**Task objective**
Transcribe all of the data below line for line, leaving out the pictures.

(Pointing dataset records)
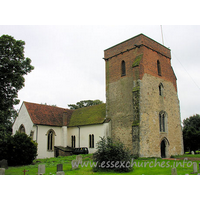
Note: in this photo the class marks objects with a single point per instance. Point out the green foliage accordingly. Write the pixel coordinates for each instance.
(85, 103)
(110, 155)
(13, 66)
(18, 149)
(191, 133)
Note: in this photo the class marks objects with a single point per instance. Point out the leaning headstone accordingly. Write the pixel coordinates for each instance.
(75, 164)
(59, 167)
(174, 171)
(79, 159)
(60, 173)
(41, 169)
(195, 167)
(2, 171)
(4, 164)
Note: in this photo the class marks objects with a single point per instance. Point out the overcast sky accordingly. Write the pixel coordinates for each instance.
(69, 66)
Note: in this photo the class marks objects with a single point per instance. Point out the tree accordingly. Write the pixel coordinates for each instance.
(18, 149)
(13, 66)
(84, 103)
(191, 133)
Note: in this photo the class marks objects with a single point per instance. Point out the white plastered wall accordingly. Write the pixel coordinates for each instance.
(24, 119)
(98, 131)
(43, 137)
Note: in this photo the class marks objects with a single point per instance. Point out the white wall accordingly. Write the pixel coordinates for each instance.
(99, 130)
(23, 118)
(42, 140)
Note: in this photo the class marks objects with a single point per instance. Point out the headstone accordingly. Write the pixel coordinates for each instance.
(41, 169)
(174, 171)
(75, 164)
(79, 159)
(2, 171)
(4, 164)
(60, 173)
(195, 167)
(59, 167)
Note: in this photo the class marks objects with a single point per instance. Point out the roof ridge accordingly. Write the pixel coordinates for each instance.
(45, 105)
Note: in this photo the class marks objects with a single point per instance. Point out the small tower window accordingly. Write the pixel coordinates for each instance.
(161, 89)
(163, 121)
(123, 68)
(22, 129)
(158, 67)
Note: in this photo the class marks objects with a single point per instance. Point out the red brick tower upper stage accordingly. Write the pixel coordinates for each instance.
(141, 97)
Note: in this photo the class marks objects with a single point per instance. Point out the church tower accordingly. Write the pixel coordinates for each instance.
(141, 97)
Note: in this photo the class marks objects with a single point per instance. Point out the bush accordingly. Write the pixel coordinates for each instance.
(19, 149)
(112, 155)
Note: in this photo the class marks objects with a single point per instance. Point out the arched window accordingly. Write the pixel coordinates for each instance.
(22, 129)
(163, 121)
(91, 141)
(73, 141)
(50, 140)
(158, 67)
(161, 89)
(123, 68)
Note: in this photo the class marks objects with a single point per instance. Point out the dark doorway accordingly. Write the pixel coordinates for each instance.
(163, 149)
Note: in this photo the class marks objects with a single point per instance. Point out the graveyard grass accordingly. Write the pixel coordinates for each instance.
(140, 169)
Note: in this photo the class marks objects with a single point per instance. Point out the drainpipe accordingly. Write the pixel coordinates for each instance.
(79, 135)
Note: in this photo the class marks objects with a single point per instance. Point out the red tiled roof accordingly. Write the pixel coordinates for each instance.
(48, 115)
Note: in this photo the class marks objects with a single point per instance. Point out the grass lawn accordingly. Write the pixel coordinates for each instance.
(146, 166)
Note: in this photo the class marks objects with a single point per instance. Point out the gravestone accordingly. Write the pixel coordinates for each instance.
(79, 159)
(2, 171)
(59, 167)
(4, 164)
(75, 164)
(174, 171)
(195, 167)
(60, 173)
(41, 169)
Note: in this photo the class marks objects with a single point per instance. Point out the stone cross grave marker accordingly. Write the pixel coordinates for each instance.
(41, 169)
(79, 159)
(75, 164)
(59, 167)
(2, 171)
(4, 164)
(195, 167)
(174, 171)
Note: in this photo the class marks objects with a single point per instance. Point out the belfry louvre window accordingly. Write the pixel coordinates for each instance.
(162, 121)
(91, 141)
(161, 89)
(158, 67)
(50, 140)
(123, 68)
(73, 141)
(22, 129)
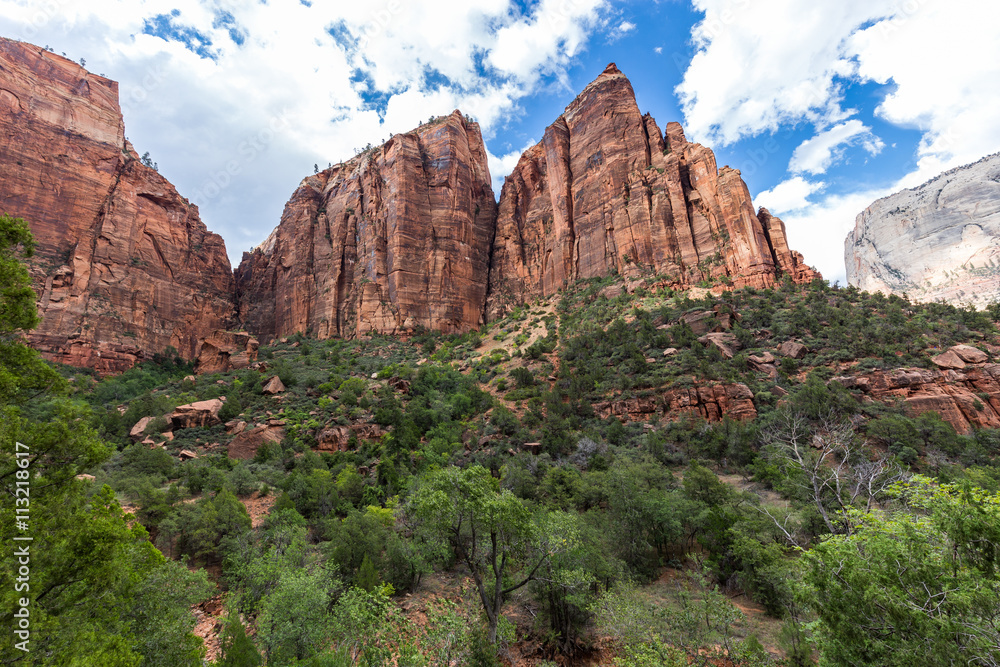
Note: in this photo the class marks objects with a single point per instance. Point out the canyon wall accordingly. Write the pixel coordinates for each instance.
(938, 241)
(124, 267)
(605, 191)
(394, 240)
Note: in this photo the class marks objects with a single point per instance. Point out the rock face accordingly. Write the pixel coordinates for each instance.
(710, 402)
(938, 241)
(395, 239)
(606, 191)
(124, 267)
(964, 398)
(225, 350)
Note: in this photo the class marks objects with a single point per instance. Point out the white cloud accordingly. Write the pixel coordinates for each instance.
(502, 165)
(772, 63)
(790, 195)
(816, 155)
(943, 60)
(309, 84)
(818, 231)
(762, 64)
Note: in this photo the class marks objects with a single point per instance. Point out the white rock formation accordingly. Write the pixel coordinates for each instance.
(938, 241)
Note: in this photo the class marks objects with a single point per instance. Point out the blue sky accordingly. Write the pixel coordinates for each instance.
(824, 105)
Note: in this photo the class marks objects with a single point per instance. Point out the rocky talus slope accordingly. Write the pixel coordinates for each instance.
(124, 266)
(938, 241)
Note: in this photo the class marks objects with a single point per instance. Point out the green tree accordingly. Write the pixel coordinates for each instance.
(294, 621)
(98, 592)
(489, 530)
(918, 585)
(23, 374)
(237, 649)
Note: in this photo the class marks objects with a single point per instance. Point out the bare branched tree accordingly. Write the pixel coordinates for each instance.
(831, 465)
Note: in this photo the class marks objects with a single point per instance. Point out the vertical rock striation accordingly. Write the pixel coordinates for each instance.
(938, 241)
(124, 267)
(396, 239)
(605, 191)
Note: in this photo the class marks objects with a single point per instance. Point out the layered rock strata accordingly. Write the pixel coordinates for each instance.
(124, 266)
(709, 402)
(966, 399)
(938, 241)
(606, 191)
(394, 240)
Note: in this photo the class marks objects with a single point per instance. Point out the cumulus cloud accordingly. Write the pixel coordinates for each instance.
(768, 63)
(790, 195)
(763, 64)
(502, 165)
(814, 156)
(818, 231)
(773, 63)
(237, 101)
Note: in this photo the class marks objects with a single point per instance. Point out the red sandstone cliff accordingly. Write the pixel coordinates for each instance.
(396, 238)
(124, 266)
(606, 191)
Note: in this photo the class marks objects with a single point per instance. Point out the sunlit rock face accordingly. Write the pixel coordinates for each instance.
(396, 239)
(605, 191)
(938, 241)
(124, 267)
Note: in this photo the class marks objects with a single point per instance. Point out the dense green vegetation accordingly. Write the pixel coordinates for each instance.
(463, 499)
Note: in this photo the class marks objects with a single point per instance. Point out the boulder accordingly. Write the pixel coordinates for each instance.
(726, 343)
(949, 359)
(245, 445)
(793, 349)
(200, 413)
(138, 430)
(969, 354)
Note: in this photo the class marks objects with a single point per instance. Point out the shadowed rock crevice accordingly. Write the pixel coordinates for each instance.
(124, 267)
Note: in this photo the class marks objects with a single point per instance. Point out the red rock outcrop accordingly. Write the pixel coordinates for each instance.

**Final result**
Note: in this photo the class marks objects with a single point per instance. Point out the green foliage accordingly. Write the pixel coordinates for each instance.
(85, 103)
(110, 155)
(13, 66)
(18, 149)
(191, 133)
Note: in this photo the class marks objects with a single point per instance. Point out the leaning headstone accordingly. Write the pixel coordinates for each instance.
(75, 164)
(59, 167)
(174, 171)
(79, 159)
(60, 173)
(41, 169)
(195, 167)
(2, 171)
(4, 164)
Note: in this photo the class marks objects with a single point per instance. Point out the overcast sky accordingly. Write the pixel coordinates for each instance.
(69, 66)
Note: in this photo the class marks objects with a single point per instance. Point out the tree accordingly. Write the pixel coordinates for each instance.
(18, 149)
(13, 66)
(84, 103)
(191, 133)
Note: in this photo the class marks objects with a single point per instance. Point out the white plastered wall accordingly. Write the pixel coordinates for each instance.
(24, 119)
(98, 131)
(43, 137)
Note: in this photo the class marks objects with a single point per instance. Point out the white wall accordingly. Write the pixel coordinates for each instance.
(99, 130)
(23, 118)
(42, 140)
Note: in this photo the class marks objects with a single point per instance. Point out the headstone accordingly. Write the pixel coordinates for each instance.
(41, 169)
(174, 171)
(75, 164)
(79, 159)
(2, 171)
(4, 164)
(60, 173)
(195, 167)
(59, 167)
Note: in this photo the class marks objects with a single point per instance. Point out the roof ridge accordingly. Write the pixel coordinates for each instance.
(45, 105)
Note: in this photo the class marks objects with a single point per instance. Point out the small tower window accordingly. Write the pixel coordinates for each instance.
(161, 89)
(163, 121)
(123, 68)
(22, 129)
(158, 67)
Note: in this photo the class marks objects with a single point per instance. Point out the red brick tower upper stage accordingly. Write the pixel coordinates for each instance.
(141, 97)
Note: in this photo the class marks objects with a single point per instance. Point out the church tower accordingly. Write the pixel coordinates for each instance.
(141, 97)
Note: in this photo the class marks objects with a single point per instance. Point out the bush accordingly. Write the pixel coordinates for each instance.
(19, 149)
(112, 155)
Note: in this photo the class marks objects with a single point per instance. Point out the arched window accordingly. Write the pixel coordinates for each instance.
(22, 129)
(163, 121)
(91, 141)
(73, 141)
(50, 140)
(158, 67)
(161, 89)
(123, 68)
Note: in this photo the class marks objects with a single point per instance. Point out the dark doorway accordingly. Write the pixel coordinates for each instance.
(163, 149)
Note: in this photo the class marks objects with a single point per instance. Point out the graveyard grass accordingly. Write the pixel coordinates for each instance.
(140, 169)
Note: in this photo the class marks objects with a single point per instance. Point out the drainpipe accordingly. Write the pixel coordinates for each instance.
(79, 135)
Note: in this photo the class marks objects with a single point per instance. Point out the red tiled roof accordingly. Write the pixel coordinates for each instance.
(48, 115)
Note: in this photo the class marks objects with a single point per instance. Point out the grass lawn accordingly. Write the pixel coordinates for each instance.
(146, 166)
Note: in this photo the class marks objects with a single point per instance. Point out the gravestone accordingly. Write the pixel coordinates for each instance.
(79, 159)
(2, 171)
(59, 167)
(4, 164)
(75, 164)
(174, 171)
(195, 167)
(60, 173)
(41, 169)
Note: in this photo the class marks objects with a single point per instance. Point out the stone cross grave marker accordingly. Write the pixel coordinates for each instance.
(41, 169)
(79, 159)
(75, 164)
(59, 167)
(2, 171)
(4, 164)
(195, 167)
(174, 171)
Note: in this photo the class marks objects with a single point per instance. Point out the belfry louvre window accordingly. Write the pixel coordinates for each instance.
(162, 121)
(91, 141)
(161, 89)
(158, 67)
(50, 140)
(123, 68)
(73, 141)
(22, 129)
Note: in this photo the class marks objects with a single point per instance. Point out the canyon wall accordingly. Write the pixel coordinates for each instance.
(938, 241)
(124, 267)
(605, 191)
(394, 240)
Note: in this photo the class marks objects with a single point per instance. Point out the rock face accordingly. Write the pixel coordinates for each instance.
(710, 402)
(938, 241)
(395, 239)
(606, 191)
(124, 267)
(964, 398)
(225, 350)
Note: in this photo the class marks objects with a single point per instance. Point out the white cloud accordingly. Write the pixel coordinates for each instance.
(502, 165)
(772, 63)
(790, 195)
(816, 155)
(943, 60)
(309, 84)
(818, 231)
(762, 64)
Note: in this photo the class marks objects with a single point per instance. Point out the white rock formation accordingly. Write the pixel coordinates for each instance.
(938, 241)
Note: in this photo the class marks objects with a single point per instance. Point out the blue sky accordingly. Write the pixel coordinates for each instance.
(824, 105)
Note: in this photo the class marks objects with a single point per instance. Point out the rocky talus slope accordingly. Write the pixel coordinates for each instance.
(124, 266)
(938, 241)
Note: in this photo the class marks objects with a single point per instance. Point out the green tree accordingly. Write the pixel coordinates for each instance.
(294, 621)
(98, 592)
(489, 530)
(918, 585)
(23, 374)
(237, 649)
Note: in this photo the class marks objects with a single point per instance. Point out the bare branched tree accordingly. Write the pixel coordinates for each instance.
(831, 465)
Note: in this photo the class marks objects with a single point per instance. Point out the vertical rock striation accordingly. Write the pixel coordinates for each instance.
(938, 241)
(124, 267)
(396, 239)
(605, 191)
Note: in this photo the class marks objects with a single point per instance. Point out the layered rock strata accordingly. Write the pixel coordinates for each instance.
(124, 266)
(709, 402)
(966, 399)
(938, 241)
(606, 191)
(394, 240)
Note: in this photo the class marks objects with a single point per instance. Point out the cumulus cloud accordingly. Write the pixel coordinates for each instance.
(768, 63)
(790, 195)
(763, 64)
(502, 165)
(814, 156)
(818, 231)
(773, 63)
(237, 101)
Note: in this photo the class marks objects with a single point per instance. Point out the red sandstone cliff accordingly. Write the pixel coordinates for each instance.
(396, 238)
(124, 266)
(606, 191)
Note: in this photo the class marks objects with a single point per instance. Point out the sunlit rock face accordingly. Write the pixel coordinates for each instance.
(396, 239)
(605, 191)
(938, 241)
(124, 267)
Note: in this photo the class marks objects with a single point per instance. Point out the dense green vegetation accordingly. Write the pixel coordinates for each instance.
(463, 499)
Note: in this photo the class marks objects with a single point per instance. Point out the boulder accordingly. Write the pixel coordinates for each instance.
(726, 343)
(949, 359)
(245, 445)
(793, 349)
(200, 413)
(138, 430)
(969, 354)
Note: in this photo the class marks objects with a single point per instance. Point out the shadowed rock crevice accordingly. Write the pixel coordinates for each instance.
(124, 267)
Note: in this photo the class marks objects with a single point per instance. Point out the red rock outcrop accordingly. Write the pixel coordinates for each instance.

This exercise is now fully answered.